[[ Data listing open ]]

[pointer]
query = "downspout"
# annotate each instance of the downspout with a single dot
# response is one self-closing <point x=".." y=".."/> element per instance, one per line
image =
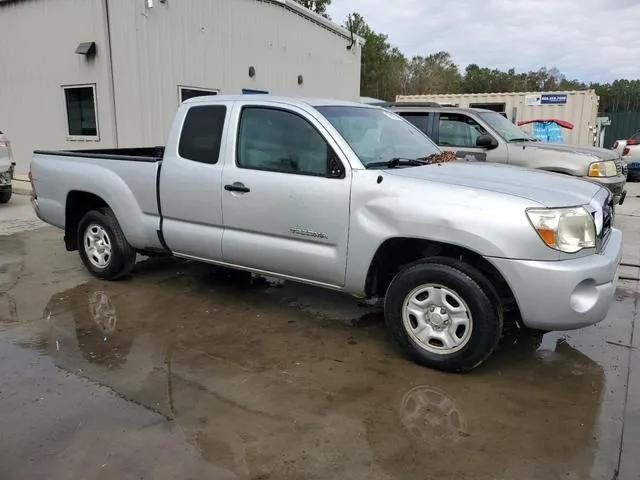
<point x="111" y="81"/>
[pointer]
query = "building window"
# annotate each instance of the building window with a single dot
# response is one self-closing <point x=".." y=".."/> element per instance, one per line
<point x="82" y="117"/>
<point x="185" y="93"/>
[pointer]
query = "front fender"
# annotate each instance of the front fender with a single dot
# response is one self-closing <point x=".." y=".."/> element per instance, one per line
<point x="487" y="223"/>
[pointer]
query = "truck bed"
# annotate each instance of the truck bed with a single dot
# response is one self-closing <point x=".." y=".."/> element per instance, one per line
<point x="125" y="178"/>
<point x="143" y="154"/>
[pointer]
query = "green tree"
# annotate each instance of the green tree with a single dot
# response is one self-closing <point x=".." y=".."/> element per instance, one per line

[[ Data listing closed ]]

Lines containing the string "fender" above: how many are there? Answer with the number only.

= Task answer =
2